▶ _Exercise description_: Could you print the stretch of lines below from the one with "Target: lamp shade" through the one with "For every instance of the wispy", exactly as they stand and without any pictures?

▶ _Data to examine_:
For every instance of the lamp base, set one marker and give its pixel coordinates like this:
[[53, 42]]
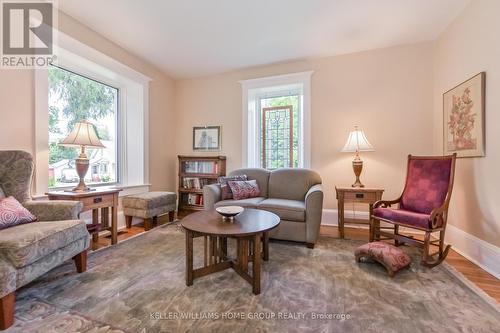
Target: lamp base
[[82, 166], [357, 166]]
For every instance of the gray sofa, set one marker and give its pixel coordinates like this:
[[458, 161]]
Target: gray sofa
[[295, 195], [28, 251]]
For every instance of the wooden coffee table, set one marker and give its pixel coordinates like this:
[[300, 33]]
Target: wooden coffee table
[[250, 229]]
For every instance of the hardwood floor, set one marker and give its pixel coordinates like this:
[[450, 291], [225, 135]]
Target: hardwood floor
[[487, 282]]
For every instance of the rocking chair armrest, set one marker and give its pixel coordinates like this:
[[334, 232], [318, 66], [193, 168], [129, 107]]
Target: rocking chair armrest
[[385, 203]]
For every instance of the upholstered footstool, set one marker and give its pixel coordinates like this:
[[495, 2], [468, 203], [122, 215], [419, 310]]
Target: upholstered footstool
[[391, 257], [149, 206]]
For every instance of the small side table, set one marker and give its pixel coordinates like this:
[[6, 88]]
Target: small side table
[[100, 198], [355, 195]]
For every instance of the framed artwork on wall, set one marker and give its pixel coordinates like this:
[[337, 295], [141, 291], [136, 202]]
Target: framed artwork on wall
[[464, 118], [206, 138]]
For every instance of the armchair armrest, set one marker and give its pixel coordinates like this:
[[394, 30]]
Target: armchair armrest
[[386, 203], [211, 195], [54, 210], [314, 211]]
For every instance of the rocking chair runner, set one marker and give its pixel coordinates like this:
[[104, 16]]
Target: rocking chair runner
[[423, 205]]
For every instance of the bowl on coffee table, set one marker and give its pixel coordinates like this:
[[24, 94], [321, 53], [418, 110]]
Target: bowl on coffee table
[[229, 212]]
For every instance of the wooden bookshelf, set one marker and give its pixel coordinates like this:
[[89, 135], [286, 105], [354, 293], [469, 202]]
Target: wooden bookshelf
[[194, 173]]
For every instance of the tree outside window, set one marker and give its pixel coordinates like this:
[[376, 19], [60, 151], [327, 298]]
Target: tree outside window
[[73, 98], [276, 132]]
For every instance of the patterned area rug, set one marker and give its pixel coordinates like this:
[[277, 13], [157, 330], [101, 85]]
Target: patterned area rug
[[138, 286]]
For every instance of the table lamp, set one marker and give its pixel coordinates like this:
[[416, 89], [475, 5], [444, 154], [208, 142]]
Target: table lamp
[[357, 142], [83, 135]]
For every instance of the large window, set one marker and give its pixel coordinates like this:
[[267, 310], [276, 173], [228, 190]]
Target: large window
[[279, 137], [72, 98], [276, 121]]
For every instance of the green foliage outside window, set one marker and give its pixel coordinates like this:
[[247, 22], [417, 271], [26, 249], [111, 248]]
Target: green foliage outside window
[[277, 160]]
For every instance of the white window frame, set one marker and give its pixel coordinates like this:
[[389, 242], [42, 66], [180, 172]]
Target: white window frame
[[252, 90], [133, 104]]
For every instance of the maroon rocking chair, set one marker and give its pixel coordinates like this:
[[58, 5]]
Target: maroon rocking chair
[[423, 205]]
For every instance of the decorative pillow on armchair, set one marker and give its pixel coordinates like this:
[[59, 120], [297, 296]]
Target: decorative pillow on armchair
[[244, 189], [13, 213], [226, 192]]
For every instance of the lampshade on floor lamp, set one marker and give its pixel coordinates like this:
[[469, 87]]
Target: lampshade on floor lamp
[[357, 142], [82, 135]]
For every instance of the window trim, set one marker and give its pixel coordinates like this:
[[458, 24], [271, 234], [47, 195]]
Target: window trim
[[133, 95], [250, 123], [119, 134]]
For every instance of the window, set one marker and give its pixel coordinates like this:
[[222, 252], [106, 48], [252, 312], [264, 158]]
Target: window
[[123, 127], [72, 98], [279, 137], [276, 121]]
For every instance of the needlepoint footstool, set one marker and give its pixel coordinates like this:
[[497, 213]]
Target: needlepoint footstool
[[391, 257], [148, 206]]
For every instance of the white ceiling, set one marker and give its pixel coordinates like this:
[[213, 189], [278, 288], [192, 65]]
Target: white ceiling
[[189, 38]]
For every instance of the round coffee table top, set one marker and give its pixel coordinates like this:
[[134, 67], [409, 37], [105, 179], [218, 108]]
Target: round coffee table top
[[247, 223]]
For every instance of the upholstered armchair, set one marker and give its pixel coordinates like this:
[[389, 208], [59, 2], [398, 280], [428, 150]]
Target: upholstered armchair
[[29, 250], [423, 205]]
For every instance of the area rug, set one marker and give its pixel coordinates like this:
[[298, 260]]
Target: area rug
[[138, 286]]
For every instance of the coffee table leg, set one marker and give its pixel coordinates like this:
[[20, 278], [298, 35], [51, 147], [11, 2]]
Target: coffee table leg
[[189, 258], [265, 240], [256, 264]]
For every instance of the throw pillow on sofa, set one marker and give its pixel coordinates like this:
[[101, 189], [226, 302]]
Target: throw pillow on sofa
[[244, 189], [13, 213], [226, 192]]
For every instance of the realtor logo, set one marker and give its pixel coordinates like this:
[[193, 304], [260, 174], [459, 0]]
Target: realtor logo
[[27, 34]]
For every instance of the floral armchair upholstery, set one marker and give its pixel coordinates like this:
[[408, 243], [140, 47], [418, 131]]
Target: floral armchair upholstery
[[27, 251], [423, 205]]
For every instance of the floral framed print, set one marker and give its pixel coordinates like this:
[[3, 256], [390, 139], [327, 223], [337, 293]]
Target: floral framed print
[[464, 118], [206, 138]]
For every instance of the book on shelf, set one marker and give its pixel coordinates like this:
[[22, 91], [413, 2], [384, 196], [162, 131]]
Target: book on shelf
[[194, 183], [201, 167]]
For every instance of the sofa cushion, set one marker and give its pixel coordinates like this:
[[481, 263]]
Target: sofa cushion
[[403, 216], [12, 213], [247, 203], [292, 184], [226, 192], [149, 200], [260, 175], [291, 210], [25, 244]]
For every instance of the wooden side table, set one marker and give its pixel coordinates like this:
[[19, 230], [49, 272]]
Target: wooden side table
[[100, 198], [356, 195]]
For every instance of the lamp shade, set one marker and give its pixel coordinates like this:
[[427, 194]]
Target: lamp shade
[[83, 134], [356, 142]]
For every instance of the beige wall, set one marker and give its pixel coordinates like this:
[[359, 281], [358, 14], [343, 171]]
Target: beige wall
[[17, 105], [471, 44], [387, 92]]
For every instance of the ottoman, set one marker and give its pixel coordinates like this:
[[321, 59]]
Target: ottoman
[[149, 206], [391, 257]]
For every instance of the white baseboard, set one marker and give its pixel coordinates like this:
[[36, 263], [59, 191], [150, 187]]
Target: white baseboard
[[330, 217], [481, 253]]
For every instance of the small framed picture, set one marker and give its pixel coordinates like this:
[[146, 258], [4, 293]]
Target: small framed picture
[[206, 138], [464, 113]]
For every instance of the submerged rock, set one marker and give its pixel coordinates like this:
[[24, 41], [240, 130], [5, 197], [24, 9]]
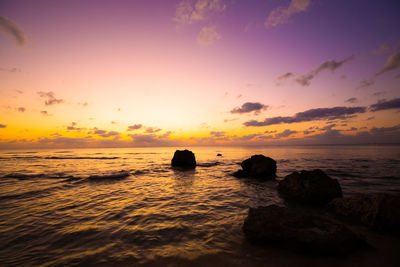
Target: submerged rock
[[310, 187], [184, 158], [258, 166], [298, 230], [380, 212]]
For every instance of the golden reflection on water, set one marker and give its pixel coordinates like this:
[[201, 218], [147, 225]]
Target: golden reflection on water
[[63, 218]]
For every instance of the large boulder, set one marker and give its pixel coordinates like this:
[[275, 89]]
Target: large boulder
[[258, 166], [310, 187], [300, 230], [184, 158], [380, 212]]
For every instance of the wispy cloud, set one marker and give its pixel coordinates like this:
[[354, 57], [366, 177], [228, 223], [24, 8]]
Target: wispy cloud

▶ _Your solution_:
Target: lamp shade
[[83, 134], [356, 142]]
For every instance of the beige wall, set one marker and give its pixel coordinates like this:
[[359, 281], [358, 14], [343, 171]]
Target: beige wall
[[17, 105], [471, 44], [387, 92]]
For every instance of the ottoman, set one marker and give its pixel coordinates like this:
[[321, 59]]
Target: ottoman
[[149, 206], [391, 257]]
For every instance of the white baseboard, set one marker and give its pixel coordinates like this:
[[36, 263], [59, 191], [150, 187]]
Target: white baseboard
[[330, 217], [481, 253]]
For every instance of the small framed picture, set one marker and give its pixel coordinates like this:
[[146, 258], [4, 293]]
Target: small framed picture
[[206, 138], [464, 113]]
For every instance of the submerged rock, set one marker and give its pixel coordinates like this:
[[24, 41], [240, 130], [5, 197], [24, 9]]
Target: submerged rock
[[310, 187], [184, 158], [258, 166], [298, 230], [380, 212]]
For every instance of the golden reflection on water, set one marker and give its pixel coordinates like this:
[[201, 218], [147, 225]]
Target: golden reflection on water
[[63, 218]]
For every instance of the large boulder, set one marker and give its pixel coordinates like this:
[[275, 89]]
Target: large boulder
[[258, 166], [310, 187], [300, 230], [184, 158], [380, 212]]
For every instance of the wispy cloud, set one marker and give its pixel coordinates like this:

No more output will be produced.